Task objective
Find every line in the data that contains the word "bottle". Return each of those lines.

Information provided
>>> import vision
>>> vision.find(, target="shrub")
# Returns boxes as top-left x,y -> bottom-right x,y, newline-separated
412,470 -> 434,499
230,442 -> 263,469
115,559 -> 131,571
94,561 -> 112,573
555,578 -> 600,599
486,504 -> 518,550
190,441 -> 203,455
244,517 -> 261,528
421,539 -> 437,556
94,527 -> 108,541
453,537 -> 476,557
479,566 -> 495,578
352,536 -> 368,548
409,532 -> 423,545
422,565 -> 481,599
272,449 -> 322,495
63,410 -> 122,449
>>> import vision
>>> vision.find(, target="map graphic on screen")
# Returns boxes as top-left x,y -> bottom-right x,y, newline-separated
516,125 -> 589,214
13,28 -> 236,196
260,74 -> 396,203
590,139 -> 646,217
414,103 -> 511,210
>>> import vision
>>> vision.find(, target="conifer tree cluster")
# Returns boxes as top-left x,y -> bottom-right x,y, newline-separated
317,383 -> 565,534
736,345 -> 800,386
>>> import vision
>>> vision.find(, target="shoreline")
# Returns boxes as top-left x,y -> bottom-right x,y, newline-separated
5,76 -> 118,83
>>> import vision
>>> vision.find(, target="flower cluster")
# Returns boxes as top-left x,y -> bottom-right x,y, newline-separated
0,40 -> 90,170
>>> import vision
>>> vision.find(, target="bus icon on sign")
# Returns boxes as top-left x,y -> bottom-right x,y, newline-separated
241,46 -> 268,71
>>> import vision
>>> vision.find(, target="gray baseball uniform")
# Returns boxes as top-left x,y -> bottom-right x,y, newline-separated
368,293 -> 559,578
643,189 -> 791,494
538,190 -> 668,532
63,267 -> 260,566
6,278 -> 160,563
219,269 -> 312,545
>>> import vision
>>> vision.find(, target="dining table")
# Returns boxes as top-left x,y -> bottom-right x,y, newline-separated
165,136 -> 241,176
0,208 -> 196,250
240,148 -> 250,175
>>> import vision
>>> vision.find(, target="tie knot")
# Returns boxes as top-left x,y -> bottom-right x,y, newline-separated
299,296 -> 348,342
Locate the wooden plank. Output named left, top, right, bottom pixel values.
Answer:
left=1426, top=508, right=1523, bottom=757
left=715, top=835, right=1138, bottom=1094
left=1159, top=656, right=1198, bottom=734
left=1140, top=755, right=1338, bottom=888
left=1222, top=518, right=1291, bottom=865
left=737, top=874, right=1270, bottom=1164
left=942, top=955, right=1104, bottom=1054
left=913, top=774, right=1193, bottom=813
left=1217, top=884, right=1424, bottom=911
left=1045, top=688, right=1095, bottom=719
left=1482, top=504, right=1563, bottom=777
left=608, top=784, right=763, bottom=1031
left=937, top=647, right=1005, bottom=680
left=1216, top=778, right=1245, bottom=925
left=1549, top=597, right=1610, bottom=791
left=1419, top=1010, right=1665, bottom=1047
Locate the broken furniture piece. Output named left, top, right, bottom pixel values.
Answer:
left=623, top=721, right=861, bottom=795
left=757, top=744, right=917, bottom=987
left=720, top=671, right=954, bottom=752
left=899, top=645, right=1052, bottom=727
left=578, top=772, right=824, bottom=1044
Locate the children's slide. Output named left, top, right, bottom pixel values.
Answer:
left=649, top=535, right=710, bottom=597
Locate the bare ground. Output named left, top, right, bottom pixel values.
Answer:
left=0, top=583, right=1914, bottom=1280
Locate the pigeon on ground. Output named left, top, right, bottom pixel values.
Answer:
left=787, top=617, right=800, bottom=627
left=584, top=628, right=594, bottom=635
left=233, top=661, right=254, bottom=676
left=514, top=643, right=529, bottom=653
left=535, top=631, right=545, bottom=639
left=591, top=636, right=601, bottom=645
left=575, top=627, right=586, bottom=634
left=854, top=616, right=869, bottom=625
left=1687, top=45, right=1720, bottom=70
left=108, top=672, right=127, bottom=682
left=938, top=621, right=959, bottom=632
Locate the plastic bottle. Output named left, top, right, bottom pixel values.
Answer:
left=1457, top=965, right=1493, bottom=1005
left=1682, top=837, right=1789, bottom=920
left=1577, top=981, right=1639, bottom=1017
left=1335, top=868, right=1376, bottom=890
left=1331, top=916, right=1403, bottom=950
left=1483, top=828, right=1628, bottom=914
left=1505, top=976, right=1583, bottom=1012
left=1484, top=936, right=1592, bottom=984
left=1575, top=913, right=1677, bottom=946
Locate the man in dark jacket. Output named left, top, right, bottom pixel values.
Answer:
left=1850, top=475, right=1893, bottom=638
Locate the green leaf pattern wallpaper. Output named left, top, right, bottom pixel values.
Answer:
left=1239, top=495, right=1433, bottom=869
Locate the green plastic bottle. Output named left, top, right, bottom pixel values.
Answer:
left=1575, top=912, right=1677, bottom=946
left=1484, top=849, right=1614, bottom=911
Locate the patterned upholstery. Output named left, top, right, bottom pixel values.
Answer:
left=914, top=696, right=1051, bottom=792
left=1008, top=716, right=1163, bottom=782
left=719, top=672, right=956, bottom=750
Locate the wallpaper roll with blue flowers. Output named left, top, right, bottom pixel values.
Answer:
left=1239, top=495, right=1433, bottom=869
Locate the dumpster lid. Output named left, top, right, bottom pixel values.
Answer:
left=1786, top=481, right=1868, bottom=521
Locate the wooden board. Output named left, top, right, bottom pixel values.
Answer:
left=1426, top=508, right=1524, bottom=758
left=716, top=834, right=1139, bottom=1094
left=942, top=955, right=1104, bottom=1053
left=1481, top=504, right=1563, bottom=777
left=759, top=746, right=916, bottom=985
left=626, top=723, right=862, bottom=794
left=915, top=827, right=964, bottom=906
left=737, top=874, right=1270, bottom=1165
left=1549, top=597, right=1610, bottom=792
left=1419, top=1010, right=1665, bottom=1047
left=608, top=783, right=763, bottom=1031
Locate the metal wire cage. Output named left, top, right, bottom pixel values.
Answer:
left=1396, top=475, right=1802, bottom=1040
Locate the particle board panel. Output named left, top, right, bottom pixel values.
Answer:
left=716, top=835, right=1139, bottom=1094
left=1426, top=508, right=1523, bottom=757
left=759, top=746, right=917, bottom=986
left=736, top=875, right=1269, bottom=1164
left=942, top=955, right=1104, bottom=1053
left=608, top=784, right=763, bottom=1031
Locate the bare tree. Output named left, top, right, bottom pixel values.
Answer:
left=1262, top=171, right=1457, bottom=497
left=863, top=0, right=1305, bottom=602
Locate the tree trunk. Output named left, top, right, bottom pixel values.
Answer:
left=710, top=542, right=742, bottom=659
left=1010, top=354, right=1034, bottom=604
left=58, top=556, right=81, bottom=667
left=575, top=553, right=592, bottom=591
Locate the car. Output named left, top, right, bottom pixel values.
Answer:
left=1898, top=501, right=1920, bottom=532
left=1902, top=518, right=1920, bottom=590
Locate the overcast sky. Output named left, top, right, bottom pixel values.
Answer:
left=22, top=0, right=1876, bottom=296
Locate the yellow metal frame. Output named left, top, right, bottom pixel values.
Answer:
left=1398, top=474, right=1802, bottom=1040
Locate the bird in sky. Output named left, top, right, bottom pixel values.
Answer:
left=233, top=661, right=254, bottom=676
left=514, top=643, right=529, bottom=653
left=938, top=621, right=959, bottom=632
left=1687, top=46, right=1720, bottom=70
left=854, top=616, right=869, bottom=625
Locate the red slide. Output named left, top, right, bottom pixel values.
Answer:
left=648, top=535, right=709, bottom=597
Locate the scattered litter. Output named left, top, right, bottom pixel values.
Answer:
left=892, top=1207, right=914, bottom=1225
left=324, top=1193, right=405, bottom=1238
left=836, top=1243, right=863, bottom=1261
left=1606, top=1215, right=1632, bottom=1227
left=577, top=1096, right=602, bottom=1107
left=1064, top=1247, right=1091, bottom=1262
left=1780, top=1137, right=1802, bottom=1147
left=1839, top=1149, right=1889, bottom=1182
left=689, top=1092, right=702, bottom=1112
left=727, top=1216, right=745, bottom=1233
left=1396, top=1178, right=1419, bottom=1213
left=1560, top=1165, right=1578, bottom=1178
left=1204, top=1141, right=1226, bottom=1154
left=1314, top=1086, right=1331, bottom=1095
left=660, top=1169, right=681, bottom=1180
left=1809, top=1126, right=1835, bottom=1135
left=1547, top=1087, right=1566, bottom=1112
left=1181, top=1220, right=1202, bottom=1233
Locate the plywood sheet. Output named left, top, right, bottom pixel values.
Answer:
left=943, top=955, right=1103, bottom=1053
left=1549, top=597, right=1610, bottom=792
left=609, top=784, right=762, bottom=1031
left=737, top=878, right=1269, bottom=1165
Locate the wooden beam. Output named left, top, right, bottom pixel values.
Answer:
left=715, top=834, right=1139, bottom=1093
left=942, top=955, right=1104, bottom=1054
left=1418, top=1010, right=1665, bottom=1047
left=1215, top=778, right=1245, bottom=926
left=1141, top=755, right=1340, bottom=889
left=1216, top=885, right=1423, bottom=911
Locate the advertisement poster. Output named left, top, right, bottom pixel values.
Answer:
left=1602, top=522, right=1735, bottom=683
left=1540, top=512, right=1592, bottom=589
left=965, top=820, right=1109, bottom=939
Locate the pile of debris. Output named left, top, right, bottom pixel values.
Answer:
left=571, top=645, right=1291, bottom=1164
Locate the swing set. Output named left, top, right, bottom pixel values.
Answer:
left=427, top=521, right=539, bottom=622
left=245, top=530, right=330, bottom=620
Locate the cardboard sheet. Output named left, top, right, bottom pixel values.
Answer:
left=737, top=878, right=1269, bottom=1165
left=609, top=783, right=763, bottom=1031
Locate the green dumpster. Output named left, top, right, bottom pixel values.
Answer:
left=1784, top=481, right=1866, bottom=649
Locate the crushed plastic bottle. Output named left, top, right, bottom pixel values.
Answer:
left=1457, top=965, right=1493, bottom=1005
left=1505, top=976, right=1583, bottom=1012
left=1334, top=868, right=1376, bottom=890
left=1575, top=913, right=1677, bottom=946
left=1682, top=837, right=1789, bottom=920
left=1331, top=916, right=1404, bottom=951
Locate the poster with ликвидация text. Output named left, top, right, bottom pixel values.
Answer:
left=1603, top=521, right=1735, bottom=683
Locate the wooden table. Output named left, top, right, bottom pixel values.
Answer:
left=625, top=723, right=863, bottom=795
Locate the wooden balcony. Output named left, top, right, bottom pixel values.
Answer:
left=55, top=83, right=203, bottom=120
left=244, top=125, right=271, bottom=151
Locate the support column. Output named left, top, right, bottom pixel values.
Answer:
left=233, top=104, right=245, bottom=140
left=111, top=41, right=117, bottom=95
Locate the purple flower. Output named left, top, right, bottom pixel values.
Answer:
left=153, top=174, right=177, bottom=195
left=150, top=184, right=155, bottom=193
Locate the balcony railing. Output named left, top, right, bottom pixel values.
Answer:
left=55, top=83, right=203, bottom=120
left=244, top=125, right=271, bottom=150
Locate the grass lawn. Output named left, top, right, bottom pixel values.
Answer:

Output of the task
Locate the plastic bottle. Output named left, top, right, bottom pixel values.
Locate the green plastic bottle. Output named left, top, right, bottom pixel values.
Locate the crushed plastic bottle. Output named left, top, right, bottom pixel values.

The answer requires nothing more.